• [PROBLEM]
Convert the listing from the line with "In the photo above, where can the toy" up to and including the line with "column 608, row 294" into a two-column CSV with the headers text and answer. Give one row per item asked about, put each value in a single quoted field, and replace any line breaks with spaces.

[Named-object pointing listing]
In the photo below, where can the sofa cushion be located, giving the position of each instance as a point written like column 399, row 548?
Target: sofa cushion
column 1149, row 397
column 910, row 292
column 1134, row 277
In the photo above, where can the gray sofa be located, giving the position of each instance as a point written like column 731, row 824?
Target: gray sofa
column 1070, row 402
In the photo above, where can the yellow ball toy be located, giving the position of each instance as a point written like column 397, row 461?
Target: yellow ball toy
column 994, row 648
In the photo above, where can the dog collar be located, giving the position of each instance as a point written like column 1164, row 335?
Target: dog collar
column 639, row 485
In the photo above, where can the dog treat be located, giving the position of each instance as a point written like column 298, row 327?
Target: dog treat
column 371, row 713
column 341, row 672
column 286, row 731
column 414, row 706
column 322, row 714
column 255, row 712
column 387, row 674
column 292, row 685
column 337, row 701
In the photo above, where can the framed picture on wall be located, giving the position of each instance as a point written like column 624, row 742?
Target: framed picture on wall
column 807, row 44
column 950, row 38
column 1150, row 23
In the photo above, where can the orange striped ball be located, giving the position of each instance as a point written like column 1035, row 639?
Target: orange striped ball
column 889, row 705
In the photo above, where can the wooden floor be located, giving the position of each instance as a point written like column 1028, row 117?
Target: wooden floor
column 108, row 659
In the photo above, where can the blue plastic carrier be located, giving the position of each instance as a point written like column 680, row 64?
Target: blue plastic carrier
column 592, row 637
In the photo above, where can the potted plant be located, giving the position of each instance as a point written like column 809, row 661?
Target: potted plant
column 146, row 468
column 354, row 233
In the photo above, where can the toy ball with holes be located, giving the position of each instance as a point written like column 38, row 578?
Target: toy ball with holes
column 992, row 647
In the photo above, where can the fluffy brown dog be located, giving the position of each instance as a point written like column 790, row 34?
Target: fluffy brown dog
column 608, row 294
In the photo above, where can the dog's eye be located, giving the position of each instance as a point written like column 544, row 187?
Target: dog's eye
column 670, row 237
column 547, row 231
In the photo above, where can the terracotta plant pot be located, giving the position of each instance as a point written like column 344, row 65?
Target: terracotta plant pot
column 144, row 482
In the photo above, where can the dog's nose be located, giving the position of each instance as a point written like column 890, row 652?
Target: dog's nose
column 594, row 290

• [FINAL ANSWER]
text,answer
"In the photo above, where can the toy ball with holes be located, giving the position of each instance as a point written like column 38, row 578? Target: toy ball with holes","column 992, row 647"
"In the photo above, where can the fluffy brown dog be located, giving the position of each instance as a point written like column 790, row 34? Target: fluffy brown dog","column 608, row 294"